● **Records provided**

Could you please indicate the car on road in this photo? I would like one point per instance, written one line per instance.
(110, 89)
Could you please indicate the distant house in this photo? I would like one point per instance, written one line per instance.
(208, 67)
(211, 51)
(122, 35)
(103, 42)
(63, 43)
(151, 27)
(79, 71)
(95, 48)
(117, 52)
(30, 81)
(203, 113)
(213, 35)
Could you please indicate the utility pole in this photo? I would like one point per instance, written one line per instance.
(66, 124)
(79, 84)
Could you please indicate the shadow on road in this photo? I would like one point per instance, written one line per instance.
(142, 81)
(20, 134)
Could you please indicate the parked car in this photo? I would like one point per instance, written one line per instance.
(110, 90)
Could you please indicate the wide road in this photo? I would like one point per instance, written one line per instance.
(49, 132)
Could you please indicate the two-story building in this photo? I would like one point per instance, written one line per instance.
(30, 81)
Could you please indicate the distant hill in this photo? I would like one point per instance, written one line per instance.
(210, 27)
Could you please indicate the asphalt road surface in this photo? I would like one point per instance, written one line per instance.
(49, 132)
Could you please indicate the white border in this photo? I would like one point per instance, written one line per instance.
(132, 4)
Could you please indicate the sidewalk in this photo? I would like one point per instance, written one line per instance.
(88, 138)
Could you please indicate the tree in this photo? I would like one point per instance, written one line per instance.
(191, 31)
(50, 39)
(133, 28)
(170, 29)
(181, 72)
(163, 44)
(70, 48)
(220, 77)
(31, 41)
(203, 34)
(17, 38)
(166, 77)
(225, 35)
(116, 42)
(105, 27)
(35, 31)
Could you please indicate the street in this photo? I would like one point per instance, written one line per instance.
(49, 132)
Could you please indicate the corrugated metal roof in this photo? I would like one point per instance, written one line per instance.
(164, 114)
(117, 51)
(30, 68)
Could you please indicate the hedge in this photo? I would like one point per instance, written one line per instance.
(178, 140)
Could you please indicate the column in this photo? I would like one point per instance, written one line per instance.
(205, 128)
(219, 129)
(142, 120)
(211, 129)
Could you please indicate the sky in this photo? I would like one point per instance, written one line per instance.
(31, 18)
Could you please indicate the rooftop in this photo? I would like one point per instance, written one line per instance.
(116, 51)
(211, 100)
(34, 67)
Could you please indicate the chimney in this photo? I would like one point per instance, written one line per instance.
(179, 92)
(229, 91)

● **Work order**
Once more, write out the records in full, exactly as they appear.

● **Task answer**
Could you please indicate the car on road in this photo? I would like one point per instance, written one line per instance.
(110, 89)
Could you please indicate the distant house in this photo? I would like one point per instance, written one line per instance.
(208, 67)
(211, 51)
(122, 35)
(103, 42)
(63, 43)
(151, 27)
(79, 71)
(95, 48)
(117, 52)
(30, 81)
(203, 113)
(213, 35)
Could you please indicate the utility pole in this photo? I would like one point per instance, written one line per instance.
(66, 124)
(79, 84)
Could you please indicate the shadow on road in this photo? I would like one point per instance, written one line per instance.
(142, 81)
(20, 134)
Could you please indicate the parked car in this photo? I would like one point per instance, written one line per instance.
(110, 90)
Could you please indicate the wide road in this photo? I would like one point per instance, written one line per instance.
(49, 132)
Could you please indicate the two-story building in this photo? I would like one point per instance, written one line per instance.
(30, 81)
Could you please indicate the distant hill in this photo? I would like one point per instance, written one line per instance.
(210, 27)
Could you please indicate the asphalt road surface in this photo? I would like one point per instance, written one line per instance.
(49, 132)
Could you please indicate the white border in this photo? I would like one point per instance, written one line per instance.
(132, 4)
Could you please indicate the sidewalk in this photo? I would like one point per instance, written one line per instance.
(88, 138)
Could you please indicate the tree in this photo? I would like one point per instance, written one line per instance.
(191, 31)
(50, 39)
(133, 28)
(170, 29)
(181, 72)
(163, 44)
(70, 48)
(220, 77)
(31, 41)
(203, 34)
(17, 38)
(166, 77)
(225, 35)
(116, 42)
(105, 27)
(35, 31)
Could you please indicate the street in this photo? I would like one point per instance, written one line per instance.
(49, 132)
Could you please indicate the corrugated metal roof in this photo? I would like one point per instance, written one line per instance.
(164, 114)
(117, 51)
(30, 68)
Could you please indicate the hedge in this photo? I would like one point per instance, written one line per instance.
(178, 140)
Could you please indicate the column in this photo? I would like one point per instance, written one line per instance.
(205, 128)
(219, 129)
(142, 120)
(211, 129)
Could you please indicate the sky in this photo? I would like one point per instance, written one line per instance.
(31, 18)
Could you please indicate the rooftop in this photo? I would like one point per instance, written one line per instance.
(116, 51)
(211, 100)
(34, 67)
Could you please indicate the chimney in this photo? I would like one point per instance, written one line per instance.
(179, 92)
(229, 91)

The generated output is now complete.